Data listing:
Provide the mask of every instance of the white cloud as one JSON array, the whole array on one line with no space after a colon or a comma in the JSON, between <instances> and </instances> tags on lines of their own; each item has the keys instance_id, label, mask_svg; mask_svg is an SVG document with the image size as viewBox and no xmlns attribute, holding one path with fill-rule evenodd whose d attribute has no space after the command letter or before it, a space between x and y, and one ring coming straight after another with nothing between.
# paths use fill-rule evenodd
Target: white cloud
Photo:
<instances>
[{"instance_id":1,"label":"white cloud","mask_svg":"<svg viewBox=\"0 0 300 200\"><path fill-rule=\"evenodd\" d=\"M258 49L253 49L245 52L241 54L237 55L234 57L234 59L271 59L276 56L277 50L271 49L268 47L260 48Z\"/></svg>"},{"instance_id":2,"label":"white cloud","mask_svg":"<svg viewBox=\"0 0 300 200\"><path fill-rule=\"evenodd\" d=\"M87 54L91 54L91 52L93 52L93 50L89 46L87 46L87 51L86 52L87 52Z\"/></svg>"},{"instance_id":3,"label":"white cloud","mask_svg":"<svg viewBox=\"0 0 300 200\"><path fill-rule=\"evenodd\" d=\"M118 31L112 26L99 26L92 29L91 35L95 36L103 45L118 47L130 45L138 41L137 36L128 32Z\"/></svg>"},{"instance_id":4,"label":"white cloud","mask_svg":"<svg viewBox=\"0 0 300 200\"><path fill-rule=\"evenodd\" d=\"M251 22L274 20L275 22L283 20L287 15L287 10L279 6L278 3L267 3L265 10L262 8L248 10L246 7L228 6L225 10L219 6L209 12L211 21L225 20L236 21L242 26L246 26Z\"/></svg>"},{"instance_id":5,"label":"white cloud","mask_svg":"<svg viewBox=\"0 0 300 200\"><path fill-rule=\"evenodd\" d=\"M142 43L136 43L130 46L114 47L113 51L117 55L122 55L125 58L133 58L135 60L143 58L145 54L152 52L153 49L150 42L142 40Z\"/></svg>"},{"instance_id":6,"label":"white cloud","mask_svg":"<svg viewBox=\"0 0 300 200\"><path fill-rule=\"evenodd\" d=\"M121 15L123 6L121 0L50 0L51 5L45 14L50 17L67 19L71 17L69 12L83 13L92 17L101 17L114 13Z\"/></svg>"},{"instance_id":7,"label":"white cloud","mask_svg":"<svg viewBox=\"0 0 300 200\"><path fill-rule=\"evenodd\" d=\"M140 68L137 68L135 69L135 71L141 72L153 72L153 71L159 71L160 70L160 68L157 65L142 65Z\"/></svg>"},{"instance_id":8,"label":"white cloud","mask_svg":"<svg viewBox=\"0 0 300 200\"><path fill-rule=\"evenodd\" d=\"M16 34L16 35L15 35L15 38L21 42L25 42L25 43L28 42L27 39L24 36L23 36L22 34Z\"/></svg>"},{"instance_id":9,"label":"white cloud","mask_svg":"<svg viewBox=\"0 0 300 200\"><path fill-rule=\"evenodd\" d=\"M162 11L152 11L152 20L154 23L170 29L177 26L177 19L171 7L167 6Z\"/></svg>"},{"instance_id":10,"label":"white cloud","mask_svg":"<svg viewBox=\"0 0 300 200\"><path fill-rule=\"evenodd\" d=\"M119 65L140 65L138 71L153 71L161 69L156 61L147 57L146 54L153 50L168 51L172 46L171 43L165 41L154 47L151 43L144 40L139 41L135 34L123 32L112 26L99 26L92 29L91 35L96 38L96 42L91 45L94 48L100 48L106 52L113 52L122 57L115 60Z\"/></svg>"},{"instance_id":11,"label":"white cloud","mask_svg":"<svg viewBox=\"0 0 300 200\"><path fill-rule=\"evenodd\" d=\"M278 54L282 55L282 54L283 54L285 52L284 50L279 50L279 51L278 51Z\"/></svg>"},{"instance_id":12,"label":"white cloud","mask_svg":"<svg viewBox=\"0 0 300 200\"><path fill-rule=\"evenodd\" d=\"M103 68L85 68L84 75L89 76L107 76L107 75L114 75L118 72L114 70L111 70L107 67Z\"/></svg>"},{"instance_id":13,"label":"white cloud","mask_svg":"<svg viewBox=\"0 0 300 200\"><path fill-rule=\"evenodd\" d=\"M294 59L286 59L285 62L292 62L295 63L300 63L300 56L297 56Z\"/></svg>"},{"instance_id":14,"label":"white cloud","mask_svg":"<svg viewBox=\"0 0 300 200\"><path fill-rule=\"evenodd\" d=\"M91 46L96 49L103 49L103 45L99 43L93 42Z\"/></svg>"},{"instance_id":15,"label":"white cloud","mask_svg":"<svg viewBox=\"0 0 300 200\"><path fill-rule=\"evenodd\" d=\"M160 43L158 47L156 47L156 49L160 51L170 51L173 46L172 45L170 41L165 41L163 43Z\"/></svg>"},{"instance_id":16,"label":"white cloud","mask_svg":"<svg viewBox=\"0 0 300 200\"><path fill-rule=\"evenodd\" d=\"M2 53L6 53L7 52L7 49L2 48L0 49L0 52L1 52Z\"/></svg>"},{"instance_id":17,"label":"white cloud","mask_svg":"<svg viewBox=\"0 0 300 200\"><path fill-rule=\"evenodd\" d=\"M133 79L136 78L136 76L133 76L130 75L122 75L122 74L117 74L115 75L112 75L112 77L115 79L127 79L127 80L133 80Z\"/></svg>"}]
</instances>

What the exercise asks: Write the listing out again, exactly as it reads.

Written answer:
Provide the mask of every instance of the white cloud as one JSON array, the whole array on one line with no space after a colon or a comma in the JSON, between <instances> and </instances> tags on lines of their own; each item has the keys instance_id, label, mask_svg; mask_svg is an SVG document with the image size as viewBox and no xmlns attribute, holding one path with fill-rule evenodd whose d attribute has no space after the command letter or before it, a space between x and y, and one ring coming straight after another with nothing between.
# paths use fill-rule evenodd
Target: white cloud
Photo:
<instances>
[{"instance_id":1,"label":"white cloud","mask_svg":"<svg viewBox=\"0 0 300 200\"><path fill-rule=\"evenodd\" d=\"M258 49L253 49L245 52L241 54L237 55L234 57L234 59L271 59L276 56L277 50L271 49L268 47L260 48Z\"/></svg>"},{"instance_id":2,"label":"white cloud","mask_svg":"<svg viewBox=\"0 0 300 200\"><path fill-rule=\"evenodd\" d=\"M87 54L91 54L91 52L93 52L93 50L89 46L87 46L87 51L86 52L87 52Z\"/></svg>"},{"instance_id":3,"label":"white cloud","mask_svg":"<svg viewBox=\"0 0 300 200\"><path fill-rule=\"evenodd\" d=\"M118 31L112 26L99 26L92 29L91 35L95 36L103 45L118 47L130 45L138 41L137 36L128 32Z\"/></svg>"},{"instance_id":4,"label":"white cloud","mask_svg":"<svg viewBox=\"0 0 300 200\"><path fill-rule=\"evenodd\" d=\"M251 22L274 20L275 22L283 20L287 15L287 10L279 6L278 3L267 3L265 10L262 8L248 10L246 7L228 6L225 10L219 6L209 12L211 21L225 20L236 21L242 26L246 26Z\"/></svg>"},{"instance_id":5,"label":"white cloud","mask_svg":"<svg viewBox=\"0 0 300 200\"><path fill-rule=\"evenodd\" d=\"M142 43L136 43L130 46L114 47L113 51L117 55L122 55L125 58L133 58L135 60L143 58L145 54L152 52L153 49L150 42L142 40Z\"/></svg>"},{"instance_id":6,"label":"white cloud","mask_svg":"<svg viewBox=\"0 0 300 200\"><path fill-rule=\"evenodd\" d=\"M121 15L123 6L121 0L50 0L51 5L45 14L50 17L67 19L71 17L69 12L83 13L92 17L101 17L114 13Z\"/></svg>"},{"instance_id":7,"label":"white cloud","mask_svg":"<svg viewBox=\"0 0 300 200\"><path fill-rule=\"evenodd\" d=\"M140 68L137 68L135 69L135 71L141 72L153 72L153 71L159 71L160 70L160 68L157 65L142 65Z\"/></svg>"},{"instance_id":8,"label":"white cloud","mask_svg":"<svg viewBox=\"0 0 300 200\"><path fill-rule=\"evenodd\" d=\"M16 34L16 35L15 35L15 38L21 42L25 42L25 43L28 42L27 39L24 36L23 36L22 34Z\"/></svg>"},{"instance_id":9,"label":"white cloud","mask_svg":"<svg viewBox=\"0 0 300 200\"><path fill-rule=\"evenodd\" d=\"M162 11L152 11L152 20L154 23L170 29L177 26L177 19L171 7L167 6Z\"/></svg>"},{"instance_id":10,"label":"white cloud","mask_svg":"<svg viewBox=\"0 0 300 200\"><path fill-rule=\"evenodd\" d=\"M119 65L140 65L138 71L153 71L161 69L156 61L147 57L146 54L153 50L168 51L172 46L171 43L165 41L154 47L151 43L144 40L139 41L135 34L123 32L112 26L99 26L92 29L91 35L96 38L96 42L91 45L94 48L100 48L106 52L113 52L122 57L115 60Z\"/></svg>"},{"instance_id":11,"label":"white cloud","mask_svg":"<svg viewBox=\"0 0 300 200\"><path fill-rule=\"evenodd\" d=\"M278 54L282 55L282 54L283 54L285 52L284 50L279 50L279 51L278 51Z\"/></svg>"},{"instance_id":12,"label":"white cloud","mask_svg":"<svg viewBox=\"0 0 300 200\"><path fill-rule=\"evenodd\" d=\"M103 68L85 68L84 75L89 76L107 76L107 75L114 75L118 72L114 70L111 70L107 67Z\"/></svg>"},{"instance_id":13,"label":"white cloud","mask_svg":"<svg viewBox=\"0 0 300 200\"><path fill-rule=\"evenodd\" d=\"M294 59L286 59L285 62L292 62L295 63L300 63L300 56L297 56Z\"/></svg>"},{"instance_id":14,"label":"white cloud","mask_svg":"<svg viewBox=\"0 0 300 200\"><path fill-rule=\"evenodd\" d=\"M91 46L96 49L103 49L103 45L99 43L93 42Z\"/></svg>"},{"instance_id":15,"label":"white cloud","mask_svg":"<svg viewBox=\"0 0 300 200\"><path fill-rule=\"evenodd\" d=\"M160 43L158 47L156 47L156 49L160 51L170 51L173 46L172 45L170 41L165 41L163 43Z\"/></svg>"},{"instance_id":16,"label":"white cloud","mask_svg":"<svg viewBox=\"0 0 300 200\"><path fill-rule=\"evenodd\" d=\"M2 53L6 53L7 52L7 49L2 48L0 49L0 52L1 52Z\"/></svg>"},{"instance_id":17,"label":"white cloud","mask_svg":"<svg viewBox=\"0 0 300 200\"><path fill-rule=\"evenodd\" d=\"M133 79L136 78L136 76L133 76L130 75L122 75L122 74L117 74L115 75L112 75L112 77L115 79L127 79L127 80L133 80Z\"/></svg>"}]
</instances>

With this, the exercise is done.